◆ Source text
<<<<
THESE are the tricks the banks don’t want you to know. Financial institutions have a multitude of sneaky ways to charge you more, but here’s how to not get ripped off.

Making your credit card work for you

BANKS are tricky buggers. There are many ways that big financial institutions can pull a swiftie on their customers and lock them into paying more for credit cards, home loans and other products.

Whether it’s tempting introductory offers, flashy rewards schemes or too-good-to-be-true interest rates, there are many traps for unsuspecting customers.

It’s a subject that money expert Michelle Hutchison, from financial comparison website finder.com.au, is passionate about and she has shared some of the main things customers should look out for when dealing with the banks.

Here are the top 10 ways that banks make you pay more.

Money expert Michelle Hutchison of finder.com.au shares her tips on how to beat the banks. Picture: Justin Lloyd
Money expert Michelle Hutchison of finder.com.au shares her tips on how to beat the banks. Picture: Justin Lloyd

1. Interest-free terms

Many people try to pay their credit card balances off during their interest-free periods, but you need to be across the details of your billing cycle to ensure you don’t get stung. “For instance, if you’re billing cycle starts on June 1 and ends June 30, and your interest free period is 55 days, that means your interest free period ends on July 25. If you made a purchase on day 15 of your billing cycle, the interest-free period for that purchase would be 40 days,” Ms Hutchison said. “The tricky part is that if you don’t pay off the full balance by the due date, you will lose your interest-free period for the following billing cycle and will be charged interest daily”. Some cards will also sting you if you don’t pay off the balance in full. They will charge you interest daily on everything you purchased and backdate the interest charged from the date you made each purchase.
>>>>
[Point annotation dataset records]
<<<<
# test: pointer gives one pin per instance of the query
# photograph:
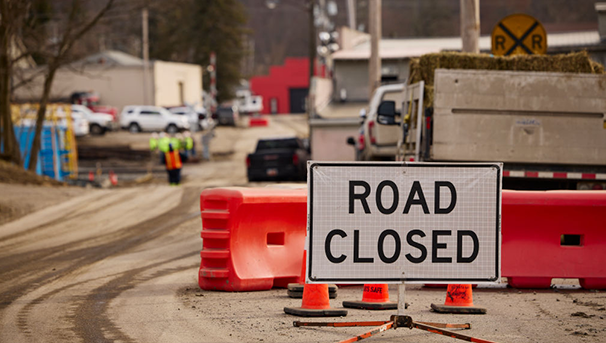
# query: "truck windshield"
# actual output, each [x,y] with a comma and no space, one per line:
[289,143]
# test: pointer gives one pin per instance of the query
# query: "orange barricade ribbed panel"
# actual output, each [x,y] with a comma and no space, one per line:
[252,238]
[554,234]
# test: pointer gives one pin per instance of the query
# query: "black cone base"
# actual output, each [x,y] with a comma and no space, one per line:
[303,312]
>>>>
<<<<
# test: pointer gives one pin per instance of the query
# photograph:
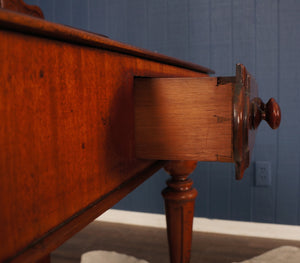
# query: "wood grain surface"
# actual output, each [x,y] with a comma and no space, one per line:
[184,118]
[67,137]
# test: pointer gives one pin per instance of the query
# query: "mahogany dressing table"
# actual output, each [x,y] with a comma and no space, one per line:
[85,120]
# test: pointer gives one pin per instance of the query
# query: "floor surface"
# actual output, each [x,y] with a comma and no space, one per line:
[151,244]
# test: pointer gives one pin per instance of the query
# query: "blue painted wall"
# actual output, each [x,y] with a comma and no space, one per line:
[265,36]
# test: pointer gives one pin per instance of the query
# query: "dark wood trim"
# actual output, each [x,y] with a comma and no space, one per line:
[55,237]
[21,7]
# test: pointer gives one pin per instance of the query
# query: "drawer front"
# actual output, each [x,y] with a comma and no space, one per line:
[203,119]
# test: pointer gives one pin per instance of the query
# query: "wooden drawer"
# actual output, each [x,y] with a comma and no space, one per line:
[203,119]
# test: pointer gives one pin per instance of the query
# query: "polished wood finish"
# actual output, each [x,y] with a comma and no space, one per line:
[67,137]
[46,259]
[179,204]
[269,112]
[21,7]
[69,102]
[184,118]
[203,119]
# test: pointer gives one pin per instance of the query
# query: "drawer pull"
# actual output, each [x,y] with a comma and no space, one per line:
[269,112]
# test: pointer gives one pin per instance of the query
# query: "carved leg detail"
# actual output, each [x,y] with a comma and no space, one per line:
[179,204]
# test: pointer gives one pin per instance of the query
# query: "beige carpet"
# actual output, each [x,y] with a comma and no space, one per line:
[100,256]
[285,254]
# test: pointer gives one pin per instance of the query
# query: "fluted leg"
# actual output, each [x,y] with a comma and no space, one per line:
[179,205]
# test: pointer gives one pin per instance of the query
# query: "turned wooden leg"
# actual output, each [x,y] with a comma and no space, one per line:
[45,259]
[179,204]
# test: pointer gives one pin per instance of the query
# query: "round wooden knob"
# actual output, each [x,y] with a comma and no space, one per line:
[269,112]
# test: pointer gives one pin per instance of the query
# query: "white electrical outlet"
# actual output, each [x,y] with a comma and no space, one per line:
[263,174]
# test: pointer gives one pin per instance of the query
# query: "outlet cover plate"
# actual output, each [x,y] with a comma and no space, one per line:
>>>>
<<<<
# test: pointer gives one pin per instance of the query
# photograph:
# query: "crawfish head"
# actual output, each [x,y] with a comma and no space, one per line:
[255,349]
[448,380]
>>>>
◆ Given request A
List the traps for unsuspecting customers that the article on bank tricks names in the sentence beginning "Whether it's tempting introductory offers".
◆ Given request B
Pick up the article on bank tricks after its last sentence and carry it on.
The records have no role here.

◆ Exercise output A
- Tempting introductory offers
- Flashy rewards schemes
- Too-good-to-be-true interest rates

◆ Exercise output B
2. Balance-transfer fee

If you have heavy debt or a number of credit cards, consolidating what you owe onto one card might seem like an attractive proposition. But there are traps. Some cards charge a balance-transfer fee of 3 per cent of the balance, which would cost $300 on a $10,000 debt. Customers should check whether there is a balance-transfer fee and whether there is an annual fee, and whether these costs would outweigh the savings.

Know your credit card.
Know your credit card.

3. Revert rates

Many credit cards entice new customers with an introductory deal where you can shop to your heart’s content for the first year without any interest. However, customers might not be aware that they need to pay the minimum repayments with each month’s bill or the deal could be terminated.

4. Bonus points

Cards may also lure you in with the promise of bonus points, but they are usually subject to a minimum spend of as much as $500 in the first three months. This cost, coupled with an annual fee of up to $1200, can quickly outweigh the value of the points. “It can be argued that bonus points on sign-up can be a little misleading when there are strings attached,” Ms Hutchison said.

Credit card cash advances can cost you big time.
Credit card cash advances can cost you big time.

5. Cash advances

Most credit card holders know that when they withdraw cash from their credit card they will cop a high interest rate from the minute they do so. But you might not be aware of the fee that comes on top. “This can be a real sting,” Ms Hutchison said. “Not only can you expect to be charged an interest rate of up to 29.49 per cent from the moment you withdraw cash … but you can also be slugged up to 4 per cent for a cash advance fee.” For a $1000 withdrawal, that’s $40, plus interest on top. “Some cards have a cap to the maximum cash advance fee charged but not many, so it’s worth comparing cards and their fees involved,” Ms Hutchison said.

6. Introductory periods

This can be a catch for first homebuyers. Home loans can offer cheaper rates at the start for a year or two and then revert to a much higher rate thereafter. “This can mean the cost of the home loan becomes much more expensive than if you compared home loans for the cheapest ongoing rate from the start,” Ms Hutchison said.

Beware of revert rates on home loans and credit cards.
Beware of revert rates on home loans and credit cards.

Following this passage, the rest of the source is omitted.